The Department of Logic & Philosophy of Science presents

"Topics in Inductive Logic"

Thursday, March 19, 2015 - Saturday, March 20, 2015
9:00a.m. - 6:00p.m.
Social & Behavioral Sciences Gateway, Room 1517
A two-day workshop
Inductive logic was a research program started by Rudolf Carnap in the 1940s and involves the philosophical and mathematical analysis of inductive inference. It has a close connection to the Bayes-Laplace tradition in probability theory and statistics. While inductive logic has largely disappeared from the radar of mainstream philosophy ofscience, progress has been made in various fields that are related to inductive logic. The aim of this workshop is to discuss some of these new developments.

Organized by Simon Huttegger, Associate Professor of Logic and Philosophy of Science and Chancellor’s Fellow, University of California, Irvine; Department of Logic and Philosophy of Science.  Attendance is free, but registration is recommended. Register by contacting Patty Jones ( on or before Friday, March 13th.

Frederick Eberhardt (Cal Tech), Simon Huttegger (UCI), Jeff B. Paris (Manchester), Jan-Willem Romeijn (Groningen), Gerhard Schurz (Düsseldorf), Tom Sterkenburg (Groningen), Marta Sznajder (LMU), Jon Williamson (Kent), Sandy Zabell (Northwestern)

Schedule of Talks

Thursday, March 19.
Sandy Zabell, Professor of Statistics and Mathematics, Northwestern University : “The Problem of Zero Probability”

[Data extracted from a collection]
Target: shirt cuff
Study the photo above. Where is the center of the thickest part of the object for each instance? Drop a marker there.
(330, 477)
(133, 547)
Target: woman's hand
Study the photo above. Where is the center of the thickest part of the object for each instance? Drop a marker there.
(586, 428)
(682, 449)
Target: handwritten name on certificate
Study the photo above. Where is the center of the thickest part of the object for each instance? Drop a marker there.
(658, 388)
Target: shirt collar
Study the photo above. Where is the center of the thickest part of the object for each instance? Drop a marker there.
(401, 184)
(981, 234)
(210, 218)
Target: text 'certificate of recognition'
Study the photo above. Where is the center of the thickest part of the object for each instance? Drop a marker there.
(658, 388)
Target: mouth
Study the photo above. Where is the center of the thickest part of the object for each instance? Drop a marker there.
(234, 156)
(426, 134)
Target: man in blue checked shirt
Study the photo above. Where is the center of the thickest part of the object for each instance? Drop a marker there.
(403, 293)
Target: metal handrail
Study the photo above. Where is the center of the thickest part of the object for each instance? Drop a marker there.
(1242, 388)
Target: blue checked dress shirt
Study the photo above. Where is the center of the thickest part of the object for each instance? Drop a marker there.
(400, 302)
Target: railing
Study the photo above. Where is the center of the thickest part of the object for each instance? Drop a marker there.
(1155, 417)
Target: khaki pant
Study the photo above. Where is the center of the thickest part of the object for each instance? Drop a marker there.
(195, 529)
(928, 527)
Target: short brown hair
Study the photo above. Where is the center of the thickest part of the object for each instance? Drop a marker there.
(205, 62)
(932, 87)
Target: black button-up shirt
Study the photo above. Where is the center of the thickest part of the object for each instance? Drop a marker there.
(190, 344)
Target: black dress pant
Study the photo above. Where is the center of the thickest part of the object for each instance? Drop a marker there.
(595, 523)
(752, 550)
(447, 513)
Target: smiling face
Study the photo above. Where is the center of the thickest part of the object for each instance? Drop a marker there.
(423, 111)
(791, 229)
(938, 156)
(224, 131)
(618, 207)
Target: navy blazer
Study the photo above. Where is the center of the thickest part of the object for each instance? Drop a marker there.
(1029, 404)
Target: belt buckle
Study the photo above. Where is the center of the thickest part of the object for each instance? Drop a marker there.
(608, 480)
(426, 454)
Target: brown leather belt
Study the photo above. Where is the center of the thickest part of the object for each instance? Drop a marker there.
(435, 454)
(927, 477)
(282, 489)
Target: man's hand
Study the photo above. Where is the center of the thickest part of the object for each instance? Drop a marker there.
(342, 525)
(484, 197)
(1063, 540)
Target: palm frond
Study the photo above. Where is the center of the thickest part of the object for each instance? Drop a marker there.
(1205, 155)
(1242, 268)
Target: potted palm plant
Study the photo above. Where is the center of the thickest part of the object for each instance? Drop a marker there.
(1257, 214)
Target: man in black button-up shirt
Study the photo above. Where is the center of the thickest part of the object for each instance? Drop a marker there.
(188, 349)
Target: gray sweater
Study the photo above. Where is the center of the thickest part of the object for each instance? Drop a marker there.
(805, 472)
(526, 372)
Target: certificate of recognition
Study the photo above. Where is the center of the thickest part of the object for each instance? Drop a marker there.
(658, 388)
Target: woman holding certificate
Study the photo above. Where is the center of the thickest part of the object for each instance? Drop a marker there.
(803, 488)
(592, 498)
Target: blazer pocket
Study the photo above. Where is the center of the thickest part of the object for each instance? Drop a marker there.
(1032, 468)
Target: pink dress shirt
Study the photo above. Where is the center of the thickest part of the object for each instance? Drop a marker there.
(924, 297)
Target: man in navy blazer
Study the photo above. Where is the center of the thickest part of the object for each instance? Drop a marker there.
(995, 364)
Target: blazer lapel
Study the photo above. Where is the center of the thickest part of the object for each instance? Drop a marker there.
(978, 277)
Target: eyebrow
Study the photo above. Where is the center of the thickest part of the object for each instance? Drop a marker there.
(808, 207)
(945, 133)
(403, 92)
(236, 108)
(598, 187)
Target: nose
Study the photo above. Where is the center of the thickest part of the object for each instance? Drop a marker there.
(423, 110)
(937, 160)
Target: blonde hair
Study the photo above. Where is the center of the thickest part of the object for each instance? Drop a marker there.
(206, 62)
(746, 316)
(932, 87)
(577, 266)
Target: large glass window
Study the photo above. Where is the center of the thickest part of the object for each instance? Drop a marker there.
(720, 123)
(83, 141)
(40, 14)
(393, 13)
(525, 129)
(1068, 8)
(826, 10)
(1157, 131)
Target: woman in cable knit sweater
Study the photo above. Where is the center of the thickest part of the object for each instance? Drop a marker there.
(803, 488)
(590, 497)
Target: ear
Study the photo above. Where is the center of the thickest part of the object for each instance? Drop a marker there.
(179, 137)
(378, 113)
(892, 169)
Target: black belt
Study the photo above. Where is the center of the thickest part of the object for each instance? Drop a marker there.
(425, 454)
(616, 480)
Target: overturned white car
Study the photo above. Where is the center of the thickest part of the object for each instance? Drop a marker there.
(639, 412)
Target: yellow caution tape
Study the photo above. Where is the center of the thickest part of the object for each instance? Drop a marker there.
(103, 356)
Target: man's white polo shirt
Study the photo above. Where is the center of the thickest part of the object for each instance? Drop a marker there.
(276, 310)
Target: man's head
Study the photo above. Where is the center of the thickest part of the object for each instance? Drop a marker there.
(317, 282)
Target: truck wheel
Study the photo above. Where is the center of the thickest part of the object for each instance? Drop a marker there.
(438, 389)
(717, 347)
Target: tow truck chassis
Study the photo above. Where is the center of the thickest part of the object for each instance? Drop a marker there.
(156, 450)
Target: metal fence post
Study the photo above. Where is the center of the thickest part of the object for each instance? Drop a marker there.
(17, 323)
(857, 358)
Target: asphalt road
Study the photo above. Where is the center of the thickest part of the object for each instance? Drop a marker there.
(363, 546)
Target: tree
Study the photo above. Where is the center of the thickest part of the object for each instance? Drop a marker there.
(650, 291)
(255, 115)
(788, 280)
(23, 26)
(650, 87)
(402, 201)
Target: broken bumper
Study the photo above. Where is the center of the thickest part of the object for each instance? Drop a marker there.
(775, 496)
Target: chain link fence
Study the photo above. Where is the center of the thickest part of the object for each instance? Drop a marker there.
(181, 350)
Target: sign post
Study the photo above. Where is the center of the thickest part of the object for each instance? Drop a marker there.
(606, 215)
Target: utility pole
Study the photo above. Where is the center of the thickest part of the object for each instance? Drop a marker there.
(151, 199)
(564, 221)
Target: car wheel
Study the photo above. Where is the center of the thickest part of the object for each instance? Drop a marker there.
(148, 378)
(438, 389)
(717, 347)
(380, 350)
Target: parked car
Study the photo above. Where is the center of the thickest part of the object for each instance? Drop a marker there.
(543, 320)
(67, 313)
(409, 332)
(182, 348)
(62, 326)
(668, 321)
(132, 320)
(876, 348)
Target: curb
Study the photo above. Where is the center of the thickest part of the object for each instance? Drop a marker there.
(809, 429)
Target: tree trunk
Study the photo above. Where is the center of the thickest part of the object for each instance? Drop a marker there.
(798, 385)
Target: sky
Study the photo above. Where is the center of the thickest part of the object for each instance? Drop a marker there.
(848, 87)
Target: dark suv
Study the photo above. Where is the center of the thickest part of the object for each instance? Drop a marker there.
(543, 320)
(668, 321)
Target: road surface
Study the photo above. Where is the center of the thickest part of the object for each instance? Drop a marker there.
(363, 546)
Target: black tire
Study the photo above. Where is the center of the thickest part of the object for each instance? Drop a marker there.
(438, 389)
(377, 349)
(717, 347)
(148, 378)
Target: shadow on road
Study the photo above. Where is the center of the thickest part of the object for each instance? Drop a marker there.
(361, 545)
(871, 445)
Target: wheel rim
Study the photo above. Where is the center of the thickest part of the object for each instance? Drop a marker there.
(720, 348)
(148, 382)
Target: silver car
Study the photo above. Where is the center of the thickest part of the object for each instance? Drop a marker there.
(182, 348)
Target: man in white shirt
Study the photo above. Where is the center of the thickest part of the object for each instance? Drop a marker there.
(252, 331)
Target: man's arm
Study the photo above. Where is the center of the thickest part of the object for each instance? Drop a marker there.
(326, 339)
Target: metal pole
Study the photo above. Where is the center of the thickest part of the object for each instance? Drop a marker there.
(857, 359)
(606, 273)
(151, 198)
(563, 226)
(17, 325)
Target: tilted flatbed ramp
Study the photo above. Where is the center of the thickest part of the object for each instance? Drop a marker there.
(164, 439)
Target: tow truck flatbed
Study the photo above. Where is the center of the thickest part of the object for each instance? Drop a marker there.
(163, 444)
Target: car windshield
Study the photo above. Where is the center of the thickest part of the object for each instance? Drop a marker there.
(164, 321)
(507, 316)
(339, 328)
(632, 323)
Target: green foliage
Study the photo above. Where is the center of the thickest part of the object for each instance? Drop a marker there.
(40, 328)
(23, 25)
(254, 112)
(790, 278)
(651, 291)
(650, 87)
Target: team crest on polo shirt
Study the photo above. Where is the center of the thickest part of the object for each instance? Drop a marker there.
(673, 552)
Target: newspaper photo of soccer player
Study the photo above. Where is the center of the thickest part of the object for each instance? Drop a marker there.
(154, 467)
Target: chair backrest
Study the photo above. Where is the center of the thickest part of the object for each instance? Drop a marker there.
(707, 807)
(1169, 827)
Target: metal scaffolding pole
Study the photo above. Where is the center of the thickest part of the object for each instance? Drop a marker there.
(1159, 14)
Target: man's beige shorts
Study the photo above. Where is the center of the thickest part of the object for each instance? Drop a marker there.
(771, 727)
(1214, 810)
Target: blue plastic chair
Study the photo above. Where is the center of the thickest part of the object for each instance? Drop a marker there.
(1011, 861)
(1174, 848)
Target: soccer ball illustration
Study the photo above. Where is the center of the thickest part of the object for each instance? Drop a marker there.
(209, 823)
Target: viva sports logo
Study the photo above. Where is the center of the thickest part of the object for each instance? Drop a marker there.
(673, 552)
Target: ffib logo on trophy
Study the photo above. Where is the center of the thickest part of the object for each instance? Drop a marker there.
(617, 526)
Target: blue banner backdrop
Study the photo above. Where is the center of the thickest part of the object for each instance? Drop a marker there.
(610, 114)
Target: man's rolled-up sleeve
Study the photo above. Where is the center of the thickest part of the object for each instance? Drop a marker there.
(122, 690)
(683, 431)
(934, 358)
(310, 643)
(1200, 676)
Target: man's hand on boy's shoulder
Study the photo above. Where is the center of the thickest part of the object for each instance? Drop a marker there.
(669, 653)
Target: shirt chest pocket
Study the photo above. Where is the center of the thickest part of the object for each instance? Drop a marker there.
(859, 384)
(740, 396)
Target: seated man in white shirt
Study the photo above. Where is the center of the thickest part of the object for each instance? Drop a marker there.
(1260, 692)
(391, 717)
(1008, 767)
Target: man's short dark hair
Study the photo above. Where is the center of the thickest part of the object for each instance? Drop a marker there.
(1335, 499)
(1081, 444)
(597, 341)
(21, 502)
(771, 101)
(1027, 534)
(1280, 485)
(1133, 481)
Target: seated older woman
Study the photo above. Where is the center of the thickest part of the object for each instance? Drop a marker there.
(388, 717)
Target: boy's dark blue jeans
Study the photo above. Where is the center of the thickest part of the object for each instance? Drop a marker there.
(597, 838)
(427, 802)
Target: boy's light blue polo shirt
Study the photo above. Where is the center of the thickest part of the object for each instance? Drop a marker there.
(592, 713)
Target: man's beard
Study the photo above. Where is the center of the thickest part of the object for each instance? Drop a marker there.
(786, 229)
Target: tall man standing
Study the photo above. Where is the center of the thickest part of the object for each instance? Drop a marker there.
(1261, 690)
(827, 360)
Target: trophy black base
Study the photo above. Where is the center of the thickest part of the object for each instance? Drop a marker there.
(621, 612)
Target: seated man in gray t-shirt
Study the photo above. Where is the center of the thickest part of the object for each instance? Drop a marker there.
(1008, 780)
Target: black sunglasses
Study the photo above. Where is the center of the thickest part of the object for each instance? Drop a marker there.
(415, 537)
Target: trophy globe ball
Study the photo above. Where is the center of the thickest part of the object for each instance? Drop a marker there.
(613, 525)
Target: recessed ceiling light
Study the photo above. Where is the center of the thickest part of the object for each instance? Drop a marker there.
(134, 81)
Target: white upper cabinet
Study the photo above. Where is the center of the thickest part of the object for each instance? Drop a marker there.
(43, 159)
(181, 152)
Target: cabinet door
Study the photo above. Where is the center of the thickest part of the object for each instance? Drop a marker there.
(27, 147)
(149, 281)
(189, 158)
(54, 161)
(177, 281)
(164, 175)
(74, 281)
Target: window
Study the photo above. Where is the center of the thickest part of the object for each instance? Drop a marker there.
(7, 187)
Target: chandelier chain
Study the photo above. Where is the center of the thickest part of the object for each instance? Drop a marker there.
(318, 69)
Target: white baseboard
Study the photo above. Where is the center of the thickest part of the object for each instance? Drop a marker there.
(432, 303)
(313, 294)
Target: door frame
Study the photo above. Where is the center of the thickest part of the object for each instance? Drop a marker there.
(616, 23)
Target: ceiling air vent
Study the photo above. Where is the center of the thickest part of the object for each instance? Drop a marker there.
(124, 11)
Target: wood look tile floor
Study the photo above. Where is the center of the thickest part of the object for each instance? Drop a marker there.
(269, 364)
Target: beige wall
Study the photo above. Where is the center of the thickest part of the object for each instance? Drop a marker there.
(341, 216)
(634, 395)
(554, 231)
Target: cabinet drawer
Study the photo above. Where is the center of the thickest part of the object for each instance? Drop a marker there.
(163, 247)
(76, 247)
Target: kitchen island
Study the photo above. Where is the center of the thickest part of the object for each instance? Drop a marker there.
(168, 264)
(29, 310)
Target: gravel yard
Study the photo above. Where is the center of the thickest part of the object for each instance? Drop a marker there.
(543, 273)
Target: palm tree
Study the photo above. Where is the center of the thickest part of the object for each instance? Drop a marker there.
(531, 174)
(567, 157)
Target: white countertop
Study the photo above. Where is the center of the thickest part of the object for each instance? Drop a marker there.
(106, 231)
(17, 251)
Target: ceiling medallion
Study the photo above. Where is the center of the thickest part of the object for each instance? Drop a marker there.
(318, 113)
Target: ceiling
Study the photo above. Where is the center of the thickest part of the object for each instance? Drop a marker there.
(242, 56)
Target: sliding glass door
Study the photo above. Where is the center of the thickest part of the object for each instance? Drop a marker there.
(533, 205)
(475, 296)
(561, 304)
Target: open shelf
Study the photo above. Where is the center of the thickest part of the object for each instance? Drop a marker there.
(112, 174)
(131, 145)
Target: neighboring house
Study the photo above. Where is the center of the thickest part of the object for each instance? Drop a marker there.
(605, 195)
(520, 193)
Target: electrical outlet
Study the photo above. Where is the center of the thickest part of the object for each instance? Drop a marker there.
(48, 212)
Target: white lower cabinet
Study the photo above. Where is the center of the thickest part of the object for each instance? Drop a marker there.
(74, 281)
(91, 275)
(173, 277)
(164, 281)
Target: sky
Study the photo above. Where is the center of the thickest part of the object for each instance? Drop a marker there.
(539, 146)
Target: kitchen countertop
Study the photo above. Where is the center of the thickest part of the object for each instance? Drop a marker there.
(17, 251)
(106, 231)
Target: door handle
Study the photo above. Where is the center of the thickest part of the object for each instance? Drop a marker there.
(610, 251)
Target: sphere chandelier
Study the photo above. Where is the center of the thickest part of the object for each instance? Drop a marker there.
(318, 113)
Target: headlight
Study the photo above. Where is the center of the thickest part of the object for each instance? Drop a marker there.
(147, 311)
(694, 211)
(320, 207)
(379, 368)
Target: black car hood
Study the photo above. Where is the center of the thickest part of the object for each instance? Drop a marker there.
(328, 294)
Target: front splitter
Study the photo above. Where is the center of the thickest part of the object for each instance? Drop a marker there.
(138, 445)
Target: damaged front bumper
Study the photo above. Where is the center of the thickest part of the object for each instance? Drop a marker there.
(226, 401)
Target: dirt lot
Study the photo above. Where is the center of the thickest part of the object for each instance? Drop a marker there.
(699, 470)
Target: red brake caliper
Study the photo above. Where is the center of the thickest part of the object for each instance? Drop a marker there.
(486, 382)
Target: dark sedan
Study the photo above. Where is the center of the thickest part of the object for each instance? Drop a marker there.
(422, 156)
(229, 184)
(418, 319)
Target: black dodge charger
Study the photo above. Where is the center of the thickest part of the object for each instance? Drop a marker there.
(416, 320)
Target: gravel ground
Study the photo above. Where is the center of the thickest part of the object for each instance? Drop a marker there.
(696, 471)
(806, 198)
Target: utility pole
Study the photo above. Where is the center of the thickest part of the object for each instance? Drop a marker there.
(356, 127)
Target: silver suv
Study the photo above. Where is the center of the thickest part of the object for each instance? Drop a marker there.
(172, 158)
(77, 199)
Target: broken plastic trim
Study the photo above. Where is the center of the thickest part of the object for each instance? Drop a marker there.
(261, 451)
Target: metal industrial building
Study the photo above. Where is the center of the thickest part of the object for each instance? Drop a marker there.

* _Your instructions_: Rewrite the stretch of the workshop announcement from "The Department of" through "these new developments.", changing "inductive inference" to "inductive reasoning".

* _Task solution_:
The Department of Logic & Philosophy of Science presents

"Topics in Inductive Logic"

Thursday, March 19, 2015 - Saturday, March 20, 2015
9:00a.m. - 6:00p.m.
Social & Behavioral Sciences Gateway, Room 1517
A two-day workshop
Inductive logic was a research program started by Rudolf Carnap in the 1940s and involves the philosophical and mathematical analysis of inductive reasoning. It has a close connection to the Bayes-Laplace tradition in probability theory and statistics. While inductive logic has largely disappeared from the radar of mainstream philosophy ofscience, progress has been made in various fields that are related to inductive logic. The aim of this workshop is to discuss some of these new developments.